A troca de bolas sobre a relva arregalava qualquer olho. Havia aquele fulgor que parece apenas pertencer aos jovens. Carlos Alcaraz tentou o lob. Alex de Minaur resolveu o problema. O espanhol voltou à carga e, num vólei amortizado, o australiano conquistou o ponto. A bola, encantada, até regressou para o seu lado do court. Atrasado e sem perder o cavalheirismo que o vai definindo, Alcaraz esticou a mão para o adversário como quem lhe tira o chapéu.
Depois da vitória exuberante nas meias-finais de Queen’s contra Sebastian Korda, Carlitos avisou que estava a jogar bem, o que o surpreendia até. É que era somente o seu terceiro torneio na relva e parecia que ali jogava há 10 anos. E foi isso mesmo que se viu este domingo diante de Alex de Minaur, que foi capaz de suster durante muitíssimas bolas o poderoso martelo que vive no braço direito do tenista espanhol. A vitória parecia inevitável e assim foi: 6-4, 6-4 e regresso ao posto de número 1 do ranking ATP.
É assombrosa a forma como o murciano se adaptou à relva. A velocidade, o toque de bola e as respostas, a forma como deixa o rival sempre em estado de alerta, sempre com a noção de que se fraquejar cairá sem piedade alheia.
Alex de Minaur, residente em Alicante, foi exemplar nas trocas de bolas. Rapidíssimo a defender, estendia-se por todo o court com uma atitude estóica. De vez em quando, aproveitou as pedradas do adversário para lhe causar problemas. Quando fraquejou, o serviço surgiu ao resgate de Carlos Alcaraz, o homem que com este encontro soma já 40 vitórias em 2023 e conquistou o 11.º torneio ATP da carreira com apenas 20 anos.

···

**Tarefa**
Prossiga o texto sobre a vitória de Carlos Alcaraz frente a Alex de Minaur na relva, começando logo após a sua última frase.

···

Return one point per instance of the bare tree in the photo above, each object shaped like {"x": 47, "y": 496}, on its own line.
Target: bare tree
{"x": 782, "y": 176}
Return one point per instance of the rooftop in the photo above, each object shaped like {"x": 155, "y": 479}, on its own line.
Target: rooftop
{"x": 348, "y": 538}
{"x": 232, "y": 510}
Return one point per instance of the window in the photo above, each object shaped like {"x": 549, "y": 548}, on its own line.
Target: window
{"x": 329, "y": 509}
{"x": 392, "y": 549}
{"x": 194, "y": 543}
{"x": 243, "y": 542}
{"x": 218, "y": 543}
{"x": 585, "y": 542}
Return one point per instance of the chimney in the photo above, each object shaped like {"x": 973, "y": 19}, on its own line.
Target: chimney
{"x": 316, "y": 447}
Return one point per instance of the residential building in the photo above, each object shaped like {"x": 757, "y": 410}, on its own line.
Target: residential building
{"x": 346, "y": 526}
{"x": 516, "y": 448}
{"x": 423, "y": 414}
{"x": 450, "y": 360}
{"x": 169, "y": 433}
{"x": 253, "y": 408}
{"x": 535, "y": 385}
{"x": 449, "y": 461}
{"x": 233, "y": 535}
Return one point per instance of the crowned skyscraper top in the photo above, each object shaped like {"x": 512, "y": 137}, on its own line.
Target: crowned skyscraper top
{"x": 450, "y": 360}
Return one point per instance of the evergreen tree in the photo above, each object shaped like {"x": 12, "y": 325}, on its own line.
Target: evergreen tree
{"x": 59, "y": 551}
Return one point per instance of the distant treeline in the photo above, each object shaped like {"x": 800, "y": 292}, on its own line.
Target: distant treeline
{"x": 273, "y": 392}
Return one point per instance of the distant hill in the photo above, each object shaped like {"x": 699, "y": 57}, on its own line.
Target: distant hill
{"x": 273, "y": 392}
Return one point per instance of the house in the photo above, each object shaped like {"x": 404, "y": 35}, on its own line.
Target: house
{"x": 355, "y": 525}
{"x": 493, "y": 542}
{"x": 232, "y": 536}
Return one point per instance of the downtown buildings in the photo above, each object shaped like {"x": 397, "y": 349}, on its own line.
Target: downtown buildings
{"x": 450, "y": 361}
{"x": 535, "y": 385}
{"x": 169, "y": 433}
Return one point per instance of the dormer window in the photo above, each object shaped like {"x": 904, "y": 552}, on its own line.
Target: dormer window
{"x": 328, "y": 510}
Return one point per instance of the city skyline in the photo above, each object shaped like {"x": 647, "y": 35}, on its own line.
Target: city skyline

···

**Resultado do exercício**
No primeiro set, o espanhol salvou dois breaks, com o serviço a ser decisivo. Depois, quebrou o jogo de serviço do australiano e serviu para fechar o primeiro set: 6-4 em 49 minutos.
Entre os sets recebeu assistência médica. O fisioterapeuta ligou-lhe uma das coxas. O desempenho do tenista não parecia sair afetado por tal limitação. Uma dupla falta de De Minaur colocou Alcaraz na frente com 3-2 no segundo set, uma autoestrada rumo a mais um dia feliz para o próximo número 1 do mundo a partir de segunda-feira.
Apesar da boa réplica de Alex de Minaur no court principal daquele torneio em Londres, este nunca esteve perto de ameaçar o que Daniil Medvedev e Jannik Sinner fizeram em Wimbledon, em 2021 e 2022, nas tais duas únicas aparições do fenómeno espanhol na relva.
O 5-3 chegou com naturalidade e foi aqui, numa altura em que servia para fechar o encontro, que os nervos se apoderaram de Carlitos. Somou alguns erros e De Minaur chegou ao 0-30. Mas a pancada no serviço de Alcaraz voltou a corrigir a rota da angústia para a felicidade. Na derradeira jogada, o australiano atirou a bola para fora do court e o espanhol festejou o primeiro título na relva.
Na entrevista rápida, Carlos Alcaraz admitiu que era “fantástico” sentir-se tão bem na relva, assim como é sempre “especial” ganhar qualquer torneio. Sobre chegar como número 1 a Wimbledon, um dos quatro grandes torneios do Grand Slam, o espanhol disse que era indiferente para o torneio em si, mas que lhe injetava confiança e motivação.
Afinal, por lá estará sempre o poderoso e sábio Novak Djokovic, a maior ameaça à sua estante de medalhas e troféus, que o eliminou na semifinal de Roland-Garros, no dia em que o corpo falhou a Carlitos e assim nos foi sonegado um dos grandes jogos para a memória futura.
Com a vitória em Queen’s, um torneio ATP 500, Alcaraz somou o quinto título da temporada, o que lhe permite igualar o registo de 2022. Ou seja, o tenista convive com duas sombras, a sua e a dos arquivos de história.